◆ **TEXTE PROPOSÉ**
★ ★ ★ ★ ★

Bonheur de l’Amitié.


L’air grave ne sied pas mal, a de la dignité, annonce de l’élévation. Sans le perdre de vue, l’amitié est ouverte, prévenante, d’un commerce facile.

La douceur avec l’aménité est le sel de ses mœurs.

L’humanité, l’honnêteté, l’affabilité, les manières obligeantes, l’exquise politesse sont ses signes de marque.

Aussi, quand, dans un monde étroit, bizarre, qui marche des épaules, regarde du haut de sa grandeur et rit du bout des dents, on se voit heurté, malignement contrecarré, quel contentement que la rencontre d’un ami ! Quel charme ! Que les heures passent vite ! Elles glissent silencieuses, sans que pèse leur passage.

Qu’on se sent à l’aise ! C’est le soleil de l’âme !

À une teinte de tristesse, reflet des dispositions intérieures, succède un rayon de bonheur.

Quoi de plus agréable et de plus consolant qu’un être bon, vertueux, toujours le même, parce qu’il est vrai, avec lequel on peut tout dire comme avec soi-même ?

★ ★ ★ ★ ★

◆ **TRAVAIL À FAIRE**
A: Condensez le paragraphe du texte sur le bonheur de l’amitié qui commence par « Aussi, quand, dans un monde étroit », en gardant ses idées principales.
B: Poursuivez le texte sur le bonheur de l’amitié à partir de sa dernière phrase.

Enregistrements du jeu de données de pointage
★ ★ ★ ★ ★

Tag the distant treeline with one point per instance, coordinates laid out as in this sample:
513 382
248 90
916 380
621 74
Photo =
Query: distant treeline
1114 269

★ ★ ★ ★ ★

◆ **RÉPONSES**
A: Quand on se heurte à un monde étroit, bizarre et hautain qui vous contrecarre avec malice, la rencontre d’un ami apporte un grand contentement et beaucoup de charme. Les heures filent alors vite et en silence, sans qu’on sente leur poids.

B:
Rien que sa vue fait du bien, donne du calme.

On a le cœur serré, dans le vague et la mélancolie.

Il se dilate ; le doux contentement, la joie a reparu, et, si la rigidité de notre langue s’y pouvait plier, suivant une expression jolie, on cueille un instant de félicité.

En cette affable et mutuelle communication, pure comme la lumière qui se joue dans l’azur du ciel serein, on sent son âme et l’âme de son ami n’en faire qu’une, mais double en force.

Qui possède un ami et ne l’a pas senti ? Qui jamais n’en fit la remarque ? De ses yeux, de tout son visage, le nuage s’écarte, quelque chose de lumineux dans les traits, un jour nouveau se fait, tant l’état de l’âme est celui du corps.

Que d’ennuis accablants dissipés au contact d’un ami ! Que de peines et d’angoisses adoucies !

Souvent, on n’a rien à dire et l’on ne dit point tout ce qu’on avait à dire. Cependant, on n’est jamais à court.

Il semble une source qui coule, qui coule… les paroles sortent de la bouche comme d’une eau profonde. On parlerait éternellement.

Autant on s’aborde avec joie, autant on se quitte avec regret.

Avec celui qu’on voit par goût et par estime, il semble qu’on n’en ait jamais assez. Sans lui, l’on ne croit pas vivre d’une vie vivante.

L’amitié est-elle le plus doux et le meilleur des plaisirs. La joie qui naît d’elle satisfait l’âme et ne la corrompt pas, la vérité en étant le fond ; la vertu, la tige ; le cœur juste, le trône.

Ô grandes âmes, que de raisons à vous d’embellir par de tels charmes ce qui passe si vite !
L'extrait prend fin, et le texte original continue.